Records.
####################

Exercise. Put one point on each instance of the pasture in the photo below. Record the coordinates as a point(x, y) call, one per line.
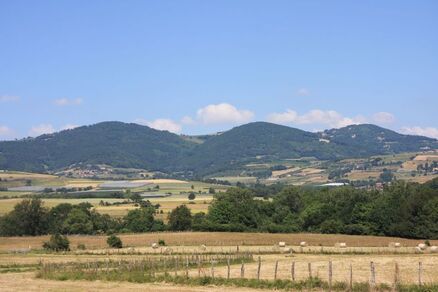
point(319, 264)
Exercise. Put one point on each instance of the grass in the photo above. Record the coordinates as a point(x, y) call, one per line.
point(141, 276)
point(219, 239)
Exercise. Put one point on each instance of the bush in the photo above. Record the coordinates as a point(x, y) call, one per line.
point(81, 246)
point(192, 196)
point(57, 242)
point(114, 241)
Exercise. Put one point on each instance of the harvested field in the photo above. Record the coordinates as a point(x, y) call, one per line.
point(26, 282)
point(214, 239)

####################

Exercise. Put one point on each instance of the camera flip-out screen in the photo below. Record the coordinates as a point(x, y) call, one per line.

####################

Problem details.
Locate every line of the listing that contains the word "above", and copy each of those lines.

Correct response.
Exercise. Put one point on each instance of the grass in the photo above. Record the coordinates as a point(x, y) call, one per line.
Exercise. Put one point on each instance of the bush in the photo above. Record the coordinates as a point(x, y) call, one per line.
Exercise. Put one point on each instance of the harvested field in the photo above. Record the coordinates as a point(x, y) call, one per line.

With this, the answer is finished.